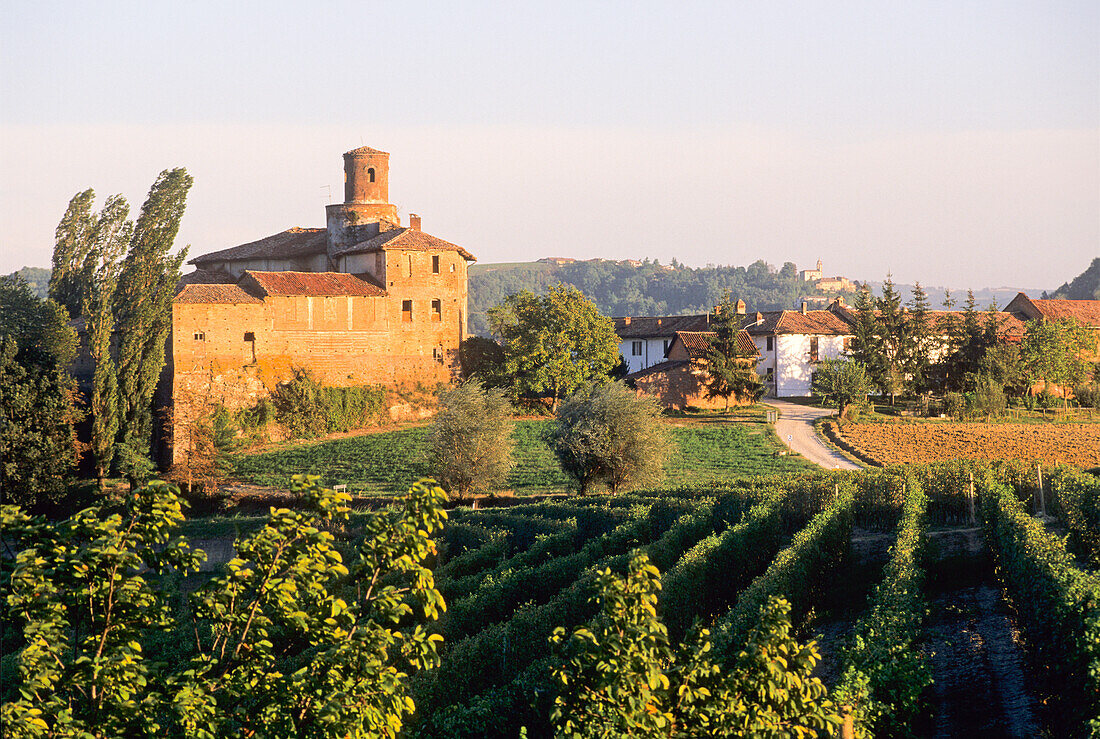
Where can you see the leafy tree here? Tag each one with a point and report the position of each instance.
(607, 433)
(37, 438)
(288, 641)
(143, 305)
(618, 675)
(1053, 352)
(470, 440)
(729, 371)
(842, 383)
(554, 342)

|---|

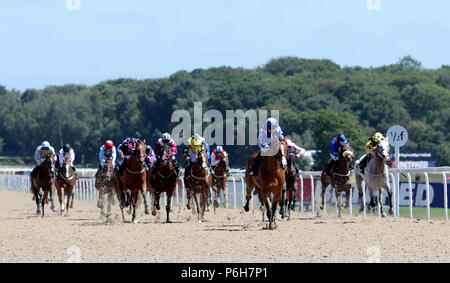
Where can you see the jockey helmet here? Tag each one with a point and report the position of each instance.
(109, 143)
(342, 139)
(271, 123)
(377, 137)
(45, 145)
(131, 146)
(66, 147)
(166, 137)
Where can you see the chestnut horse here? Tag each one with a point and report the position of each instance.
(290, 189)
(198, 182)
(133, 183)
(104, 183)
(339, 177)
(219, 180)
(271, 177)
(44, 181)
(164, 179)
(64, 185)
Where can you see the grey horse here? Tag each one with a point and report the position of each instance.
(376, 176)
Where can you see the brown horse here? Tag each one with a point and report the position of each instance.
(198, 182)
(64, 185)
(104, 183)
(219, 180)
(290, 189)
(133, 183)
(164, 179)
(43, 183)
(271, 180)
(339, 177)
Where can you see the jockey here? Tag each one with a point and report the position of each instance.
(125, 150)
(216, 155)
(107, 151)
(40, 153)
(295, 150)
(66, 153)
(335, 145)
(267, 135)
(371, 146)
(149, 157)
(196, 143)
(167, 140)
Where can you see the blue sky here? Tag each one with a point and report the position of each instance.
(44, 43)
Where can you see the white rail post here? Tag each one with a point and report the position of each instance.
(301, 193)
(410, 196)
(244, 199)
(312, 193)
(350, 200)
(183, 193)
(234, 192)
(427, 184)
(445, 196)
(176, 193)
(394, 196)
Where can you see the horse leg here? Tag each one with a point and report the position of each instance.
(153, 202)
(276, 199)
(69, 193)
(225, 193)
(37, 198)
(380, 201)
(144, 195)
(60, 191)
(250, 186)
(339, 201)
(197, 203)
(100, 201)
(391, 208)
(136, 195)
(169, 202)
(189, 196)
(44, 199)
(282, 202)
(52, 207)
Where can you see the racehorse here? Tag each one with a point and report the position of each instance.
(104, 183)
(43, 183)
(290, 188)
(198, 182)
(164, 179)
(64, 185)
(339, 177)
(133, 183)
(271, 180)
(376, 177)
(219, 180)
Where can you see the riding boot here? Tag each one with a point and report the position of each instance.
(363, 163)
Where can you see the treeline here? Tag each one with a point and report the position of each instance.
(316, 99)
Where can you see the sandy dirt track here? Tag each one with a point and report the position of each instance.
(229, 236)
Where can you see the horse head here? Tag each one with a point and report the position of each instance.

|---|

Look above for the line holding "Where can you see the racehorse" and the line holding "Where can you see the horse head", then output exactly those two lines and every line between them, nothing more.

Where can you see the racehorse here? Tag each one with a point and report the position of each instance.
(104, 183)
(43, 183)
(290, 188)
(198, 182)
(164, 179)
(64, 185)
(339, 177)
(133, 183)
(271, 180)
(376, 177)
(219, 180)
Where can you see the riding boot here? Tag each one with a point and report the position of each instance.
(363, 163)
Where can you see the treeline here? Tag each one with a point and report the position of each instance.
(316, 99)
Where can you see the sandy dirt track here? Tag each one with a point and report the position of each instance.
(229, 236)
Where can you see the horse head here? Tag each one with a point and report the position of each instance.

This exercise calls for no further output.